**INSTRUCTIONS FOR THE TASK:** Return each line of the material below that contains the string "side", treating uppercase and lowercase letters as different.

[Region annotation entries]
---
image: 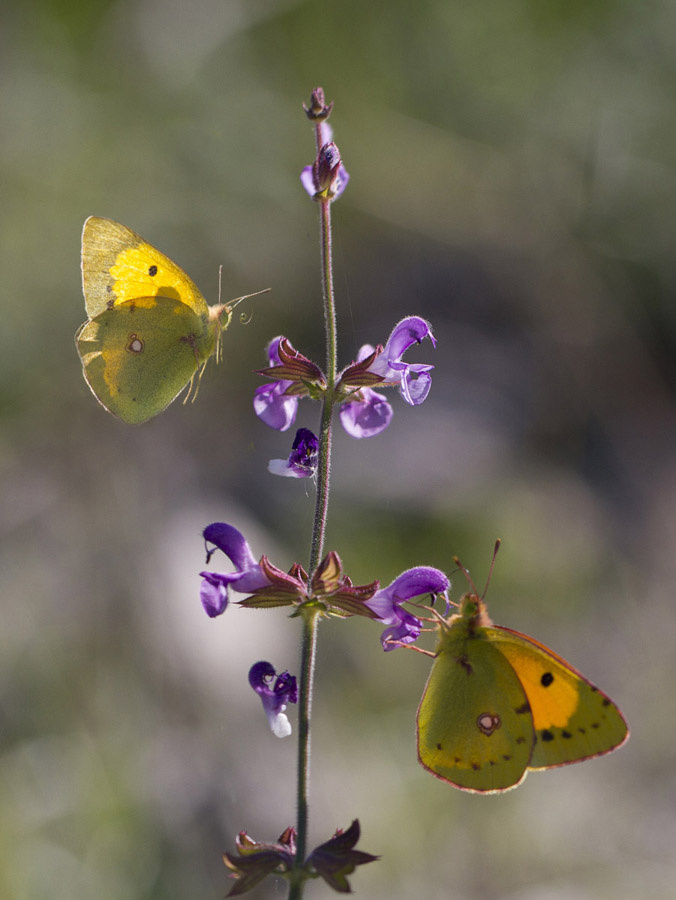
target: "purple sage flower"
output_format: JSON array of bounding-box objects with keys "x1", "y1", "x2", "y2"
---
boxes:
[
  {"x1": 340, "y1": 316, "x2": 436, "y2": 438},
  {"x1": 340, "y1": 382, "x2": 394, "y2": 438},
  {"x1": 362, "y1": 316, "x2": 437, "y2": 406},
  {"x1": 366, "y1": 566, "x2": 451, "y2": 650},
  {"x1": 300, "y1": 139, "x2": 350, "y2": 200},
  {"x1": 249, "y1": 661, "x2": 298, "y2": 737},
  {"x1": 268, "y1": 428, "x2": 319, "y2": 478},
  {"x1": 254, "y1": 336, "x2": 298, "y2": 431},
  {"x1": 200, "y1": 522, "x2": 270, "y2": 619}
]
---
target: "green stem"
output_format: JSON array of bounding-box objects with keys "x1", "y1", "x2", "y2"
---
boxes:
[
  {"x1": 289, "y1": 611, "x2": 319, "y2": 900},
  {"x1": 289, "y1": 158, "x2": 338, "y2": 900}
]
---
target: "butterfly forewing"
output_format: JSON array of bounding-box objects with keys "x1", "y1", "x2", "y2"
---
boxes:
[
  {"x1": 82, "y1": 216, "x2": 208, "y2": 318},
  {"x1": 487, "y1": 626, "x2": 629, "y2": 769}
]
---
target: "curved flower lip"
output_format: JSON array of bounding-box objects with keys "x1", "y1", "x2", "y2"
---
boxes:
[
  {"x1": 200, "y1": 522, "x2": 270, "y2": 619},
  {"x1": 366, "y1": 566, "x2": 450, "y2": 650},
  {"x1": 253, "y1": 335, "x2": 298, "y2": 431},
  {"x1": 249, "y1": 660, "x2": 298, "y2": 737},
  {"x1": 339, "y1": 388, "x2": 393, "y2": 438},
  {"x1": 268, "y1": 428, "x2": 319, "y2": 478},
  {"x1": 362, "y1": 316, "x2": 437, "y2": 406}
]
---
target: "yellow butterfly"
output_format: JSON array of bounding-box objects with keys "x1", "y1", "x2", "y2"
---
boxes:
[
  {"x1": 418, "y1": 548, "x2": 629, "y2": 793},
  {"x1": 75, "y1": 216, "x2": 262, "y2": 424}
]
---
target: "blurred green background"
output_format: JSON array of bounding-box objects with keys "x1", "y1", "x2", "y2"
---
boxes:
[{"x1": 0, "y1": 0, "x2": 676, "y2": 900}]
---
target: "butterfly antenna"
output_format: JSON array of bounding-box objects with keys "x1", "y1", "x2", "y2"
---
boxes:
[
  {"x1": 453, "y1": 556, "x2": 479, "y2": 594},
  {"x1": 481, "y1": 538, "x2": 502, "y2": 600}
]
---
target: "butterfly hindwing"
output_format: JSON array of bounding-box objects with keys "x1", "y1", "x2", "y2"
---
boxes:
[
  {"x1": 76, "y1": 297, "x2": 215, "y2": 424},
  {"x1": 418, "y1": 628, "x2": 534, "y2": 792}
]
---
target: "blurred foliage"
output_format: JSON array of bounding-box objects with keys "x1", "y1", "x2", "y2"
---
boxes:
[{"x1": 0, "y1": 0, "x2": 676, "y2": 900}]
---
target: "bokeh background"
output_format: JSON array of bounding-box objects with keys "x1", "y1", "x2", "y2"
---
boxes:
[{"x1": 0, "y1": 0, "x2": 676, "y2": 900}]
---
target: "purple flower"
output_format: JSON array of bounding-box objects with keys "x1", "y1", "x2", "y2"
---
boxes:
[
  {"x1": 200, "y1": 522, "x2": 270, "y2": 619},
  {"x1": 254, "y1": 336, "x2": 298, "y2": 431},
  {"x1": 362, "y1": 316, "x2": 437, "y2": 406},
  {"x1": 249, "y1": 661, "x2": 298, "y2": 737},
  {"x1": 340, "y1": 316, "x2": 436, "y2": 438},
  {"x1": 340, "y1": 384, "x2": 394, "y2": 438},
  {"x1": 268, "y1": 428, "x2": 319, "y2": 478},
  {"x1": 366, "y1": 566, "x2": 450, "y2": 650},
  {"x1": 300, "y1": 141, "x2": 350, "y2": 200}
]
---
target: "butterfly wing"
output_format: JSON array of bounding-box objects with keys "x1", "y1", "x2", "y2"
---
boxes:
[
  {"x1": 418, "y1": 629, "x2": 534, "y2": 793},
  {"x1": 82, "y1": 216, "x2": 208, "y2": 319},
  {"x1": 75, "y1": 297, "x2": 215, "y2": 424},
  {"x1": 484, "y1": 626, "x2": 629, "y2": 769}
]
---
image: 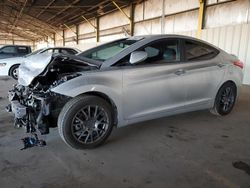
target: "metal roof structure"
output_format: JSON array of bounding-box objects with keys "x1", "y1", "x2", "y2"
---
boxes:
[{"x1": 0, "y1": 0, "x2": 138, "y2": 41}]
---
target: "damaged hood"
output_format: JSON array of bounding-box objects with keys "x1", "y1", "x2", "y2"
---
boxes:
[{"x1": 18, "y1": 53, "x2": 101, "y2": 86}]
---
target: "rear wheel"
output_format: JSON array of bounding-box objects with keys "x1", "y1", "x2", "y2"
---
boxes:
[
  {"x1": 211, "y1": 82, "x2": 237, "y2": 116},
  {"x1": 10, "y1": 65, "x2": 19, "y2": 80},
  {"x1": 58, "y1": 96, "x2": 113, "y2": 149}
]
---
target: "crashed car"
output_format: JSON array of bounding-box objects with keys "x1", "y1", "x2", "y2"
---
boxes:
[{"x1": 7, "y1": 35, "x2": 243, "y2": 149}]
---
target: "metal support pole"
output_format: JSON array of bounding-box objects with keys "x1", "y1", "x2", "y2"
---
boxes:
[
  {"x1": 82, "y1": 16, "x2": 100, "y2": 42},
  {"x1": 76, "y1": 25, "x2": 79, "y2": 44},
  {"x1": 95, "y1": 17, "x2": 100, "y2": 42},
  {"x1": 112, "y1": 1, "x2": 134, "y2": 36},
  {"x1": 196, "y1": 0, "x2": 206, "y2": 38},
  {"x1": 129, "y1": 3, "x2": 135, "y2": 36},
  {"x1": 63, "y1": 30, "x2": 65, "y2": 46},
  {"x1": 53, "y1": 33, "x2": 56, "y2": 46},
  {"x1": 161, "y1": 0, "x2": 165, "y2": 34}
]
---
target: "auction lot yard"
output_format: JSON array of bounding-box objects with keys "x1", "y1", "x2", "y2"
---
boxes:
[{"x1": 0, "y1": 78, "x2": 250, "y2": 188}]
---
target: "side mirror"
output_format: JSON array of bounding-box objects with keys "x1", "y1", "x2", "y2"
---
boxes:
[{"x1": 129, "y1": 51, "x2": 148, "y2": 64}]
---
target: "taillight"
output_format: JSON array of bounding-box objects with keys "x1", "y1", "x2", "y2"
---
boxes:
[{"x1": 234, "y1": 60, "x2": 244, "y2": 69}]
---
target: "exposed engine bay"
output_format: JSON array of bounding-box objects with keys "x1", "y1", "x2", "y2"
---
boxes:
[{"x1": 6, "y1": 54, "x2": 98, "y2": 149}]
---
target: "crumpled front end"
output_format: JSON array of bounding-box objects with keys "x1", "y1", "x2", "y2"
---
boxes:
[{"x1": 7, "y1": 85, "x2": 69, "y2": 135}]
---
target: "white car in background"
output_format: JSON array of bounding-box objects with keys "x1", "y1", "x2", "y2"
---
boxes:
[{"x1": 0, "y1": 47, "x2": 81, "y2": 80}]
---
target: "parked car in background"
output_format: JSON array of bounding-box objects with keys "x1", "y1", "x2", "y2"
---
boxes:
[
  {"x1": 0, "y1": 45, "x2": 31, "y2": 59},
  {"x1": 7, "y1": 35, "x2": 243, "y2": 149},
  {"x1": 0, "y1": 47, "x2": 80, "y2": 80}
]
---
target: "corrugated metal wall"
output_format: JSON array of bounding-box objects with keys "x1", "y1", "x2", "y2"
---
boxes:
[
  {"x1": 177, "y1": 24, "x2": 250, "y2": 84},
  {"x1": 37, "y1": 0, "x2": 250, "y2": 84}
]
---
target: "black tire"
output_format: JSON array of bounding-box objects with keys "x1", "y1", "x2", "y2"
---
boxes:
[
  {"x1": 57, "y1": 95, "x2": 114, "y2": 149},
  {"x1": 9, "y1": 65, "x2": 19, "y2": 80},
  {"x1": 210, "y1": 82, "x2": 237, "y2": 116}
]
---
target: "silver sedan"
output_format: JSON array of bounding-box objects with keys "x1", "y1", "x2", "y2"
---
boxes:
[{"x1": 8, "y1": 35, "x2": 243, "y2": 149}]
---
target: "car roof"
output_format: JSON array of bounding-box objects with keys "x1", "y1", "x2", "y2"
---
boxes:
[
  {"x1": 128, "y1": 34, "x2": 220, "y2": 50},
  {"x1": 1, "y1": 44, "x2": 30, "y2": 48}
]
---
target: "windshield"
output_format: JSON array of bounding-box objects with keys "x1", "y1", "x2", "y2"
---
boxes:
[
  {"x1": 24, "y1": 48, "x2": 44, "y2": 57},
  {"x1": 79, "y1": 39, "x2": 138, "y2": 62}
]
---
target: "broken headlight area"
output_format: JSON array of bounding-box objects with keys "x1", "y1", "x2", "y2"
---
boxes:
[{"x1": 6, "y1": 85, "x2": 70, "y2": 148}]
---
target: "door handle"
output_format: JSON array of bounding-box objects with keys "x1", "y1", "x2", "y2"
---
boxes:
[{"x1": 174, "y1": 69, "x2": 186, "y2": 76}]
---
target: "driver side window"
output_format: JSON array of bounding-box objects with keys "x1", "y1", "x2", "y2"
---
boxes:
[{"x1": 116, "y1": 39, "x2": 180, "y2": 66}]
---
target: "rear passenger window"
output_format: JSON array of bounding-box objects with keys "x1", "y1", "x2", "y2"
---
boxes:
[
  {"x1": 139, "y1": 39, "x2": 180, "y2": 64},
  {"x1": 61, "y1": 49, "x2": 76, "y2": 55},
  {"x1": 185, "y1": 41, "x2": 218, "y2": 61},
  {"x1": 17, "y1": 46, "x2": 29, "y2": 54},
  {"x1": 1, "y1": 46, "x2": 16, "y2": 54}
]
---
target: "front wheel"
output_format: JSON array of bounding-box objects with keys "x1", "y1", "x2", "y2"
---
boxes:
[
  {"x1": 211, "y1": 82, "x2": 237, "y2": 116},
  {"x1": 58, "y1": 96, "x2": 113, "y2": 149}
]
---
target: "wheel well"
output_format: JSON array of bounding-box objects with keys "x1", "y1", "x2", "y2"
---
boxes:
[
  {"x1": 83, "y1": 91, "x2": 118, "y2": 126},
  {"x1": 9, "y1": 64, "x2": 20, "y2": 76}
]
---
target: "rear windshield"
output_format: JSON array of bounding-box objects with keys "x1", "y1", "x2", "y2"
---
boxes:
[{"x1": 79, "y1": 39, "x2": 138, "y2": 62}]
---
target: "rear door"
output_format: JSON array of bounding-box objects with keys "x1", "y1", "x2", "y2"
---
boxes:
[
  {"x1": 184, "y1": 40, "x2": 225, "y2": 108},
  {"x1": 121, "y1": 39, "x2": 187, "y2": 120}
]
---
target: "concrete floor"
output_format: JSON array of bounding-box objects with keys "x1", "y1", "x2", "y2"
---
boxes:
[{"x1": 0, "y1": 76, "x2": 250, "y2": 188}]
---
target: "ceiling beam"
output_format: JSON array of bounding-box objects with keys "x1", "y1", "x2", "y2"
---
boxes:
[
  {"x1": 46, "y1": 0, "x2": 80, "y2": 22},
  {"x1": 36, "y1": 0, "x2": 55, "y2": 18}
]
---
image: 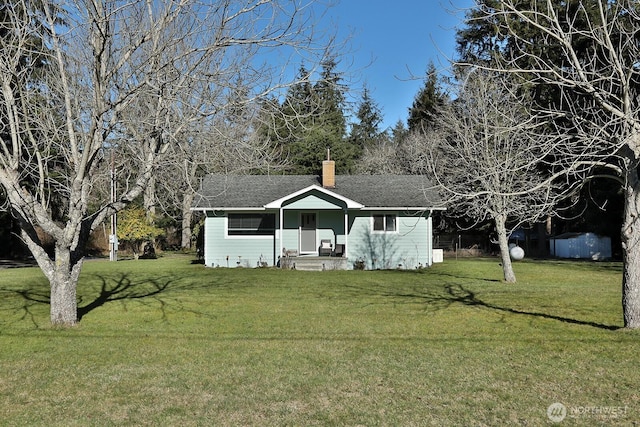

**WRITTEN REPLY:**
target: "side mirror"
target: "driver side window"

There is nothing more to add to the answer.